TASK OBJECTIVE – Each record below should appear again exactly as written.

EXERCISE DATA –
◆ ◆ ◆ ◆ ◆ ◆ ◆

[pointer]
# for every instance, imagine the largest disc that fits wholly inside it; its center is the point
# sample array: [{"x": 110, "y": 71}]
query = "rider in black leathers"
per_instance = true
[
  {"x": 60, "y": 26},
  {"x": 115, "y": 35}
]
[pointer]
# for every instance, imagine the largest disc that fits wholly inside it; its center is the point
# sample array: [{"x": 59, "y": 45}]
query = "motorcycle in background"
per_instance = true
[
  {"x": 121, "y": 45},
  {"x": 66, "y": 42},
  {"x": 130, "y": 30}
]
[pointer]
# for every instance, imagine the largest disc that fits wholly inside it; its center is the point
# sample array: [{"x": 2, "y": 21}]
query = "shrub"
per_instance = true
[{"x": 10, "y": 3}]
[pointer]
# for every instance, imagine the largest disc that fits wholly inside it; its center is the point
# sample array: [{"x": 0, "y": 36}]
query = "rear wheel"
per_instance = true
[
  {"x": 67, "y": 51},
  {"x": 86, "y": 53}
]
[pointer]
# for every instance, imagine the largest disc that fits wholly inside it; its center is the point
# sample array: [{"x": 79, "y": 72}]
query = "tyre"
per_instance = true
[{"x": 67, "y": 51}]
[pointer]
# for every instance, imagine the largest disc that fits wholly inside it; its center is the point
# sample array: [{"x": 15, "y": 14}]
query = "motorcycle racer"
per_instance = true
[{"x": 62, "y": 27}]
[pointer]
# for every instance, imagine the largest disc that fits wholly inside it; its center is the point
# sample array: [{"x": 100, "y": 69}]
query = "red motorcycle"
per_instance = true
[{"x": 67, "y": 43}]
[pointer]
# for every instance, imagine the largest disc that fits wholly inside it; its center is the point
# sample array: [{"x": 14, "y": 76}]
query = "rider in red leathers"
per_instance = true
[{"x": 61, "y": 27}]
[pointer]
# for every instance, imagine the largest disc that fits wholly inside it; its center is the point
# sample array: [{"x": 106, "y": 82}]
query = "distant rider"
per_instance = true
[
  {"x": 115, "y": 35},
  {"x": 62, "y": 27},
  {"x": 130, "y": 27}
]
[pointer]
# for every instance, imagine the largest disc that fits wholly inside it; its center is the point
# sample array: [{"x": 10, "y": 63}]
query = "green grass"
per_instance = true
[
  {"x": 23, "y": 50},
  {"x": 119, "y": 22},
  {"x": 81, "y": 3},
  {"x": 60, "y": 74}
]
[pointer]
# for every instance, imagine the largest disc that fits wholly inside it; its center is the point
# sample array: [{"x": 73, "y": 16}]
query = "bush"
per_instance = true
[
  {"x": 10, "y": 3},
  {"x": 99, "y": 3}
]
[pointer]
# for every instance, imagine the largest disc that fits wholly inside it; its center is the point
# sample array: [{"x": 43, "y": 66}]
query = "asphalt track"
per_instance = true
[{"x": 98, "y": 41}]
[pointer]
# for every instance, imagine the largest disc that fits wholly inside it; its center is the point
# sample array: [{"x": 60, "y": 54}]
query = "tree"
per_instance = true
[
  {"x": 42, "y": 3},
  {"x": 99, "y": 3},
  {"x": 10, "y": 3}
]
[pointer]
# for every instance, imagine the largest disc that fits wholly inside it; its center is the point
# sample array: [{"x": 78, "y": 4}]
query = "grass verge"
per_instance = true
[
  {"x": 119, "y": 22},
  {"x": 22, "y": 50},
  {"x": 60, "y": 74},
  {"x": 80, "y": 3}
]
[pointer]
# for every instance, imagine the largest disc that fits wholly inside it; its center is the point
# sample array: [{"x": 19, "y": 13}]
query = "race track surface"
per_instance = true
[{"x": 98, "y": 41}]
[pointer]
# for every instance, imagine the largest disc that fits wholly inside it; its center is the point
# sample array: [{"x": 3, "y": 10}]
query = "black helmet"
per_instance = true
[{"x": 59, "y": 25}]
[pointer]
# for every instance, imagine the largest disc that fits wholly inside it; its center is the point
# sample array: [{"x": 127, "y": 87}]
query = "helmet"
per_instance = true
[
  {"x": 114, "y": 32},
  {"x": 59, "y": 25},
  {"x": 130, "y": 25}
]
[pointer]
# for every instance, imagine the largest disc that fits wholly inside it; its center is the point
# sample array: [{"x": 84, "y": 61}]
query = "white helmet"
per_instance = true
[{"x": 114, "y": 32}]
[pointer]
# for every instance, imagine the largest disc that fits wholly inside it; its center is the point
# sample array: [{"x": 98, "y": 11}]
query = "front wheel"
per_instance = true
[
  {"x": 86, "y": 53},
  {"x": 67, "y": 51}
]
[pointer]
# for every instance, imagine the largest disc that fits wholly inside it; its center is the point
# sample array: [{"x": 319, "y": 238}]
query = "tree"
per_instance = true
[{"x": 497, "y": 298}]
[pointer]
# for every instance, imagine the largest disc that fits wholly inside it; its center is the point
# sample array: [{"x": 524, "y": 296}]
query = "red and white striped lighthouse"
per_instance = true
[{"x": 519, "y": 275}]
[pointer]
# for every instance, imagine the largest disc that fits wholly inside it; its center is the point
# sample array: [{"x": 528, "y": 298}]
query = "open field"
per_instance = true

◆ ◆ ◆ ◆ ◆ ◆ ◆

RIGHT ANSWER –
[pointer]
# for every instance, imagine the largest disc that fits wholly inside it; its center is the point
# sample array: [{"x": 110, "y": 71}]
query = "rider in black leathers"
per_instance = true
[
  {"x": 60, "y": 26},
  {"x": 115, "y": 35}
]
[pointer]
# for every instance, imagine the largest disc that fits wholly inside it; its center is the point
# sample array: [{"x": 59, "y": 45}]
query = "motorcycle in background"
per_instance = true
[
  {"x": 121, "y": 45},
  {"x": 66, "y": 42},
  {"x": 130, "y": 30}
]
[pointer]
# for every instance, imagine the largest disc that fits wholly inside it; its center is the point
# sample array: [{"x": 2, "y": 21}]
query = "shrub"
per_instance = true
[{"x": 10, "y": 3}]
[pointer]
# for every instance, imagine the largest disc that fits wholly inside it; its center is the point
# sample array: [{"x": 0, "y": 36}]
query = "rear wheel"
per_instance = true
[
  {"x": 67, "y": 51},
  {"x": 86, "y": 53}
]
[pointer]
# for every instance, imagine the largest disc that fits wholly inside it; its center is the point
# sample array: [{"x": 79, "y": 72}]
query = "tyre"
per_instance = true
[{"x": 67, "y": 51}]
[pointer]
# for every instance, imagine the largest disc that fits wholly inside it; its center is the point
# sample array: [{"x": 15, "y": 14}]
query = "motorcycle racer"
per_instance = true
[{"x": 62, "y": 27}]
[pointer]
# for every instance, imagine the largest disc that fits wholly inside it; its center is the point
# sample array: [{"x": 100, "y": 69}]
query = "red motorcycle"
per_instance = true
[{"x": 67, "y": 43}]
[pointer]
# for every instance, imagine the largest disc that fits wholly inside it; its center is the point
# sample array: [{"x": 14, "y": 76}]
query = "rider in red leathers"
per_instance = true
[{"x": 61, "y": 27}]
[pointer]
# for every instance, imagine the largest disc that fits wholly inside it; its center is the point
# sample array: [{"x": 106, "y": 82}]
query = "distant rider"
per_instance = true
[
  {"x": 115, "y": 35},
  {"x": 62, "y": 27},
  {"x": 130, "y": 27}
]
[pointer]
# for every instance, imagine the largest disc that fits wholly inside it; its center is the point
# sample array: [{"x": 10, "y": 63}]
query = "green grass"
per_instance = true
[
  {"x": 23, "y": 50},
  {"x": 119, "y": 22},
  {"x": 81, "y": 3},
  {"x": 60, "y": 74}
]
[pointer]
# for every instance, imagine the largest disc that fits wholly inside it; its center is the point
# sample array: [{"x": 73, "y": 16}]
query = "bush"
per_instance = true
[
  {"x": 10, "y": 3},
  {"x": 99, "y": 3}
]
[pointer]
# for every instance, imagine the largest disc that fits wholly inside it; its center is the point
# sample array: [{"x": 43, "y": 66}]
query = "asphalt track"
per_instance = true
[{"x": 98, "y": 41}]
[pointer]
# for every instance, imagine the largest disc that fits wholly inside it; its center is the point
# sample array: [{"x": 60, "y": 54}]
query = "tree"
per_instance = true
[
  {"x": 42, "y": 3},
  {"x": 99, "y": 3},
  {"x": 10, "y": 3}
]
[pointer]
# for every instance, imagine the largest disc that fits wholly inside it; its center is the point
# sample array: [{"x": 78, "y": 4}]
query = "grass verge"
per_instance = true
[
  {"x": 119, "y": 22},
  {"x": 22, "y": 50},
  {"x": 60, "y": 74},
  {"x": 80, "y": 3}
]
[pointer]
# for every instance, imagine the largest disc that fits wholly inside it; its center is the point
# sample array: [{"x": 19, "y": 13}]
query = "race track surface"
per_instance = true
[{"x": 98, "y": 41}]
[pointer]
# for every instance, imagine the largest disc that fits wholly inside it; its center is the point
# sample array: [{"x": 3, "y": 10}]
query = "black helmet"
per_instance = true
[{"x": 59, "y": 25}]
[pointer]
# for every instance, imagine the largest disc that fits wholly inside it; its center is the point
# sample array: [{"x": 127, "y": 87}]
query = "helmet"
per_instance = true
[
  {"x": 114, "y": 32},
  {"x": 59, "y": 25},
  {"x": 130, "y": 25}
]
[pointer]
# for every instance, imagine the largest disc that fits wholly inside it; its center is the point
# sample array: [{"x": 84, "y": 61}]
query = "white helmet"
per_instance = true
[{"x": 114, "y": 32}]
[pointer]
# for every instance, imagine the largest disc that fits wholly inside it; its center is the point
# sample array: [{"x": 98, "y": 11}]
query = "front wheel"
per_instance = true
[
  {"x": 86, "y": 53},
  {"x": 67, "y": 51}
]
[pointer]
# for every instance, imagine the largest disc that fits wholly inside it; its center is the point
# sample array: [{"x": 319, "y": 238}]
query = "tree"
per_instance = true
[{"x": 497, "y": 298}]
[pointer]
# for every instance, imagine the largest disc that fits wholly inside it; its center is the point
# sample array: [{"x": 524, "y": 296}]
query = "red and white striped lighthouse"
per_instance = true
[{"x": 519, "y": 275}]
[pointer]
# for every instance, imagine the largest disc that fits wholly inside it; its center is the point
# sample array: [{"x": 528, "y": 298}]
query = "open field"
per_instance = true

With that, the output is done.